## TASKS FOR THIS EXERCISE
A. Answer these from the article on Blackstone's Mphasis purchase:
(i) What price per share will the investment firm pay for at least 84 percent of HPE's stake?
(ii) What kinds of clients does Mphasis focus its business on?
(iii) Where was Mphasis ranked in the 2015 annual survey by the domestic industry association?
B. Please transcribe everything in the article on Blackstone's Mphasis purchase from "If that offer" down to "a.m. in Mumbai.".
C. Go on with the article on Blackstone's Mphasis purchase from the point where it stops.

## DOCUMENT SEGMENT

The investment firm will buy at least 84 percent of HPE's stake for 430 rupees per share, the U.S. company said in a statement. The remaining 16 percent will be bought through a mandatory tender offer.

If that offer is fully subscribed, Blackstone said it could end up paying as much as $1.1 billion, overall.

Chief Executive Meg Whitman is looking for ways to bring more focus to her company after a historic split in November, separating the unit that targets corporations with servers, storage and services from the business of printers and personal computers.

The sale of the roughly 60 percent stake in Mphasis could provide cash to fuel buybacks, Rajesh Ghai, an analyst at Macquarie Group Ltd., said in a note last month.

Its target, Mphasis, is a mid-ranked player in India's $150 billion software services industry that focuses its business on banks and other financial institutions, and gets about a quarter of its revenue from HP.

Its shares had slipped 2 percent to 459.35 rupees as of 11:50 a.m. in Mumbai.

"Blackstone comes with deep pockets. This deal will allow them to bloom and grow their own identity and chart a new growth plan," said Arup Roy, a research director at Gartner. "It will be a struggle, however. They may not be able to compete with tier-one players. They will have to settle in the middle rungs of India's IT services hierarchy."

Mphasis posted sales of almost 58 billion rupees in the year ended March 2015. It was ranked eighth in an annual survey conducted by the domestic industry association in 2015, behind leaders Tata Consultancy Services Ltd. and Infosys Ltd.

## MATERIAL PROVIDED
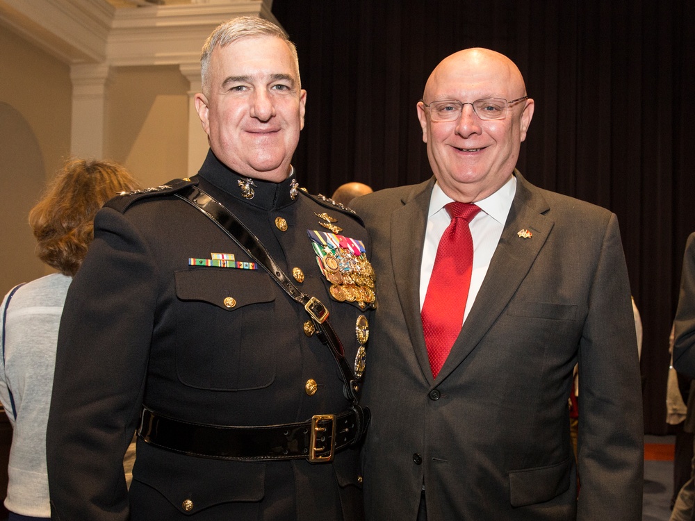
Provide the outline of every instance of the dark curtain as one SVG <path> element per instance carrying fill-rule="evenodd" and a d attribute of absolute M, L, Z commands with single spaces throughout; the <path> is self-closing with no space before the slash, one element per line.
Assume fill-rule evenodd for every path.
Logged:
<path fill-rule="evenodd" d="M 313 193 L 427 179 L 415 106 L 432 69 L 471 47 L 518 65 L 536 110 L 518 167 L 617 214 L 644 326 L 645 431 L 666 433 L 668 337 L 695 231 L 695 2 L 275 0 L 272 11 L 309 93 L 294 164 Z"/>

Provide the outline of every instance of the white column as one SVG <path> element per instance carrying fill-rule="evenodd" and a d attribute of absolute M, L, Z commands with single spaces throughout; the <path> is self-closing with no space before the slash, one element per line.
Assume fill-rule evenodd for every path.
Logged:
<path fill-rule="evenodd" d="M 72 80 L 72 120 L 70 153 L 73 156 L 102 159 L 107 86 L 110 67 L 97 65 L 75 65 L 70 67 Z"/>
<path fill-rule="evenodd" d="M 208 153 L 208 135 L 200 124 L 200 118 L 195 110 L 193 97 L 202 90 L 200 63 L 182 63 L 179 65 L 181 73 L 188 80 L 188 169 L 189 176 L 195 174 L 203 164 Z"/>

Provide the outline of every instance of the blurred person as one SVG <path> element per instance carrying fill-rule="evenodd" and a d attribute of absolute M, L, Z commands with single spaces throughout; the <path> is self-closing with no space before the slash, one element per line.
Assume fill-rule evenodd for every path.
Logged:
<path fill-rule="evenodd" d="M 516 169 L 534 106 L 506 56 L 448 56 L 417 104 L 434 177 L 351 204 L 379 245 L 368 519 L 641 519 L 639 366 L 617 218 Z"/>
<path fill-rule="evenodd" d="M 373 191 L 372 187 L 369 185 L 352 181 L 338 186 L 336 189 L 336 191 L 333 192 L 331 199 L 336 203 L 340 203 L 345 206 L 349 206 L 350 201 L 355 197 L 359 197 L 365 194 L 370 194 Z"/>
<path fill-rule="evenodd" d="M 368 235 L 299 188 L 306 93 L 284 31 L 221 24 L 201 74 L 198 174 L 107 204 L 70 287 L 53 515 L 359 521 Z M 128 490 L 120 461 L 136 427 Z"/>
<path fill-rule="evenodd" d="M 50 517 L 46 424 L 63 303 L 94 238 L 97 212 L 137 188 L 120 165 L 73 159 L 29 213 L 37 254 L 58 272 L 16 286 L 2 304 L 0 401 L 14 429 L 5 499 L 10 520 Z"/>
<path fill-rule="evenodd" d="M 695 378 L 695 232 L 688 236 L 683 254 L 678 304 L 673 320 L 673 367 L 679 375 Z M 695 432 L 695 382 L 691 382 L 683 429 Z M 695 439 L 695 438 L 694 438 Z M 695 453 L 695 445 L 693 452 Z M 671 521 L 695 519 L 695 457 L 690 478 L 676 499 Z"/>

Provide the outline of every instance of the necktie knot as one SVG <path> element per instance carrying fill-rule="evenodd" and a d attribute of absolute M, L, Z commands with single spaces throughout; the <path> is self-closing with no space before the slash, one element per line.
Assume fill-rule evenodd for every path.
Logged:
<path fill-rule="evenodd" d="M 452 219 L 461 217 L 466 220 L 466 222 L 471 222 L 475 215 L 480 211 L 480 207 L 476 206 L 473 203 L 459 203 L 455 201 L 449 203 L 444 208 L 451 215 Z"/>

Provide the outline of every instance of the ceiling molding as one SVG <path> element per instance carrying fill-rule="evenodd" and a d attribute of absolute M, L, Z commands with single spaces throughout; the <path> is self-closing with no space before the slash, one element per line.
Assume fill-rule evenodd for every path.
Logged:
<path fill-rule="evenodd" d="M 218 24 L 243 15 L 278 23 L 272 0 L 117 8 L 106 0 L 0 0 L 0 24 L 70 65 L 197 63 Z"/>

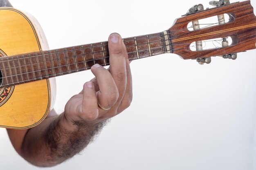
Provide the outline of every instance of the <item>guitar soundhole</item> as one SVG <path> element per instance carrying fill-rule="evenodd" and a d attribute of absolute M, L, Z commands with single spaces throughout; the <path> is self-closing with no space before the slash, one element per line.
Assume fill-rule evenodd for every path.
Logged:
<path fill-rule="evenodd" d="M 0 57 L 7 56 L 6 54 L 0 49 Z M 3 75 L 0 70 L 0 106 L 2 106 L 10 98 L 14 90 L 14 86 L 0 88 L 3 83 Z"/>

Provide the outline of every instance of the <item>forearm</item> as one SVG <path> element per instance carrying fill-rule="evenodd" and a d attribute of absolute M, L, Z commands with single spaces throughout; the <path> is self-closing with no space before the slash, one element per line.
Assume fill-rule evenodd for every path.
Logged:
<path fill-rule="evenodd" d="M 80 152 L 92 141 L 105 122 L 71 123 L 64 114 L 46 119 L 25 136 L 20 153 L 39 166 L 53 166 Z"/>

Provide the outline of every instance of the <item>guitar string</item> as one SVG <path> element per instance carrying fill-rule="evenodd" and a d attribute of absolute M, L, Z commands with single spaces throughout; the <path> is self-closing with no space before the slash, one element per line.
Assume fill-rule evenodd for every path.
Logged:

## IN RESPONSE
A.
(i) 430 rupees per share
(ii) Banks and other financial institutions
(iii) Eighth

B.
If that offer is fully subscribed, Blackstone said it could end up paying as much as $1.1 billion, overall.

Chief Executive Meg Whitman is looking for ways to bring more focus to her company after a historic split in November, separating the unit that targets corporations with servers, storage and services from the business of printers and personal computers.

The sale of the roughly 60 percent stake in Mphasis could provide cash to fuel buybacks, Rajesh Ghai, an analyst at Macquarie Group Ltd., said in a note last month.

Its target, Mphasis, is a mid-ranked player in India's $150 billion software services industry that focuses its business on banks and other financial institutions, and gets about a quarter of its revenue from HP.

Its shares had slipped 2 percent to 459.35 rupees as of 11:50 a.m. in Mumbai.

C.
HPE said its decision to sell its Mphasis stake "aligns with its current capital allocation priorities." The sale won't have any impact on HPE's commercial agreement with Mphasis, which is set to get renewed for another five years as part of the deal, it said.

Blackstone has invested $2 billion in India across private equity and real estate since 2015, including a $384 million acquisition of Serco Group Plc's processing business.

It's buying 84 percent of HPE's stake via a private placement. Under Indian takeover regulations, the firm must also make an open offer for another 26 percent of Mphasis' voting stock, through which HP plans to unload its remaining shares, it said in a statement.

If other shareholders were to subscribe to the entire 26 percent stake Blackstone is offering to buy, the investment firm could wind up paying as much as 70.71 billion rupees for Mphasis shares in total, the investor said.

HP has been a key customer for Mphasis, providing 24 percent of sales in the quarter ended Dec. 31. While significant, that's down from 35 percent in the year-ago period.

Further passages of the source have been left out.